● **Supplied passage**:
Pat McDermott: I was a journalist before I became a columnist, first with the Daily and Sunday Telegraphs in Sydney and then as Assistant Editor (and writer) of the brand new Cleo Magazine with Ita Buttrose. (Yes I was one of the mad characters on Paper Giants.)
Just after I had my fourth baby I was offered and accepted the opportunity to write a light-hearted but truthful column in the Australian Women's Weekly about raising a family in Australia. It was one of the best decisions in my life. I even went on to have one more baby – the wee boy known to AWW readers as -Ruff Red'. And through it all I wrote.
I wrote the gentle, funny truth about parenting. No preaching or rules or advice and no over-blown comic stuff. I didn't write be funny or outrageous or shocking. There's more than enough of that to go round. I wrote life as it happened.
When I started writing the column I had a houseful of big-eyed babies and toddlers with chubby cheeks who liked nothing better than to lie on their backs wearing a big smile and not much else while carefully examining their toes.
One day I turned my back to hang out some clothes and everyone grew up.
They moved out and in and out again. Other people joined -the firm' and the membership grew. Before I knew it there was, once again, a high chair in the kitchen and a travel cot in the study. The roller coaster ride goes on.
Question: How did you combine 30 years of this column in one book?
Pat McDermott: I spread 30 years of Australian Women's Weekly's all over my study floor. Then I asked my wee granddaughters to stop tramping over the top of them while sucking yoghurt from a tube. I moved the 30 years of magazines to the dining room table.

● **Prompt A**: In the Pat McDermott interview, rewrite the part starting with "I wrote the" and going on through "ride goes on.", swapping "high chair" for "booster seat".
● **Prompt B**: Name every room of a house mentioned in the Pat McDermott interview.

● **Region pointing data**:
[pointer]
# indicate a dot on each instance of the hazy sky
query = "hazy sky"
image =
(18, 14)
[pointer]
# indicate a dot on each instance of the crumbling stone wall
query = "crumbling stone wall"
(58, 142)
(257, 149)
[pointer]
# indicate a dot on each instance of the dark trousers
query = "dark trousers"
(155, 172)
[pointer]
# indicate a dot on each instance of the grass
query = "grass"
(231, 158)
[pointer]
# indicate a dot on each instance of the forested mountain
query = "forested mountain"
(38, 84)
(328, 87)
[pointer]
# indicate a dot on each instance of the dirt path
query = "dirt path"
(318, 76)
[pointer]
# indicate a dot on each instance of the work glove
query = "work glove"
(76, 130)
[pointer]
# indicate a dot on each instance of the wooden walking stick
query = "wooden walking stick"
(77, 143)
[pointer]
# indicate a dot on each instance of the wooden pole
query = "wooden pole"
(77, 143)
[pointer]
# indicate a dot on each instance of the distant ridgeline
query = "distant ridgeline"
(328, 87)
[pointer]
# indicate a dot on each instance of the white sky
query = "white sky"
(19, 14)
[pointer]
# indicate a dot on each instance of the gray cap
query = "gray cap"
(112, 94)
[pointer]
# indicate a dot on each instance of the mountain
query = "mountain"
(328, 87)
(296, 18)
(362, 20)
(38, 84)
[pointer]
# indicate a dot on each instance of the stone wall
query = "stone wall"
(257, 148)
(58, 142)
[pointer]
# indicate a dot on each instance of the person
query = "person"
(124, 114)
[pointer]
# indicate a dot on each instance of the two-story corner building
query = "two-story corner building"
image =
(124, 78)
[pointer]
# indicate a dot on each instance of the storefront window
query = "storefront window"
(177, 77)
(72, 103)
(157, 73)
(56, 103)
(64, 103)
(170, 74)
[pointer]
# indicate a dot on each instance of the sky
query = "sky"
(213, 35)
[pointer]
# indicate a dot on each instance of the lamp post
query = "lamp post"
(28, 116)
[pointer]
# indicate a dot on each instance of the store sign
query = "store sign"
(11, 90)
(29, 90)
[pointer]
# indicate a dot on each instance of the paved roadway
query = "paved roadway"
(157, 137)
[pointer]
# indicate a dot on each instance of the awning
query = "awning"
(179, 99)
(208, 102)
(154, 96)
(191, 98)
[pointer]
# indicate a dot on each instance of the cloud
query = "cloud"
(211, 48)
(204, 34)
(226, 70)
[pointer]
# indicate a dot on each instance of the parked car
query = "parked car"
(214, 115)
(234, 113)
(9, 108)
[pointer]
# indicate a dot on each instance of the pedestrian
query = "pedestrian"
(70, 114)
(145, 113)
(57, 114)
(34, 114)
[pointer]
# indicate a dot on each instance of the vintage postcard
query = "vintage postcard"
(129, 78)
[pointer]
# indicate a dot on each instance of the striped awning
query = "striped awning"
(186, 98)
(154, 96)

● **Your solution A**:
I wrote the gentle, funny truth about parenting. No preaching or rules or advice and no over-blown comic stuff. I didn't write be funny or outrageous or shocking. There's more than enough of that to go round. I wrote life as it happened.
When I started writing the column I had a houseful of big-eyed babies and toddlers with chubby cheeks who liked nothing better than to lie on their backs wearing a big smile and not much else while carefully examining their toes.
One day I turned my back to hang out some clothes and everyone grew up.
They moved out and in and out again. Other people joined -the firm' and the membership grew. Before I knew it there was, once again, a booster seat in the kitchen and a travel cot in the study. The roller coaster ride goes on.

● **Your solution B**: kitchen, study, dining room